### TASK OBJECTIVE
Write out only the material starting at the line containing "Please scan the image above for any sandy" and ending at the line containing "[[0, 86, 260, 99]]", with "sandy beach" swapped for "rocky beach" and everything else left as is.

### SUPPLIED INFORMATION
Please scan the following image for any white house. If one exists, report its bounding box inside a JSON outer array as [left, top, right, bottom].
...
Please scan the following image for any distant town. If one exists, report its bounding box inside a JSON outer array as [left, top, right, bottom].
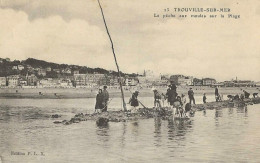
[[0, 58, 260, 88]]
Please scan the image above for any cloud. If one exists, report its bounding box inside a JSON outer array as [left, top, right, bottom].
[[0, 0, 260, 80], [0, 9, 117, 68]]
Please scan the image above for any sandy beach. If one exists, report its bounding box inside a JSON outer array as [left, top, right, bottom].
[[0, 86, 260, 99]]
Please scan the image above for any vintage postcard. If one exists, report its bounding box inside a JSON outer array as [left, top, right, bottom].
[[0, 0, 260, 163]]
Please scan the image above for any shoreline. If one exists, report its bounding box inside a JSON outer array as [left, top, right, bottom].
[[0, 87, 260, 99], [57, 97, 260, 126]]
==
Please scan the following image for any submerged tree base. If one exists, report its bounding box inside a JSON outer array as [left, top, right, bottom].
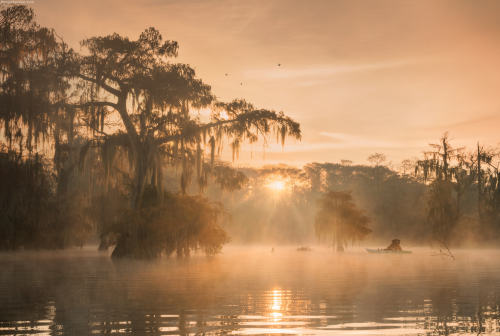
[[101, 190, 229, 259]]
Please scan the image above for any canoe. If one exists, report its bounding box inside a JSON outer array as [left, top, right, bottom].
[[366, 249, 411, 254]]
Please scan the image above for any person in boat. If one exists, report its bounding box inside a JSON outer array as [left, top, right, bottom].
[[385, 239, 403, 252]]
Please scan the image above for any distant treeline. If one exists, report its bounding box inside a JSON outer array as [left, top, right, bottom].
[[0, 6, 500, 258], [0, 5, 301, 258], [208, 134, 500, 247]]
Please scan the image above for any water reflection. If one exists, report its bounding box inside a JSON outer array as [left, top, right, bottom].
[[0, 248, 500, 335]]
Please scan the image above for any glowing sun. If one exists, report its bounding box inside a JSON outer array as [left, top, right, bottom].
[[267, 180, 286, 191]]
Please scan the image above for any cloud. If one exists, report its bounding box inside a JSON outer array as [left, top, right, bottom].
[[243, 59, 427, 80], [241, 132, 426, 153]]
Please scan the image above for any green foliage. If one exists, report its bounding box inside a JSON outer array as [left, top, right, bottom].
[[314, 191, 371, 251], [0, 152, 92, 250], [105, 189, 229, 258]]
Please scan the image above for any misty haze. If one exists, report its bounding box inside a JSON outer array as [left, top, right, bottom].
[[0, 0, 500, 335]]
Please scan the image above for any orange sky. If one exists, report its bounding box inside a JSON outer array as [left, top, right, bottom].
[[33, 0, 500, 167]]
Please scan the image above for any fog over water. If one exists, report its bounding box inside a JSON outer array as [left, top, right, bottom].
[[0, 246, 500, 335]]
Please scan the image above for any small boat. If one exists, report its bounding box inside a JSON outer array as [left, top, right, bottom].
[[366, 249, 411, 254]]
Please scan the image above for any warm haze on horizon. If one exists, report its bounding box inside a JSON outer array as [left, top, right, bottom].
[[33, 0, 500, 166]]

### EXPECTED ANSWER
Please scan the image above for any rocky beach. If one exists, report its bounding box inside a JSON outer array as [left, top, right, bottom].
[[0, 86, 260, 99]]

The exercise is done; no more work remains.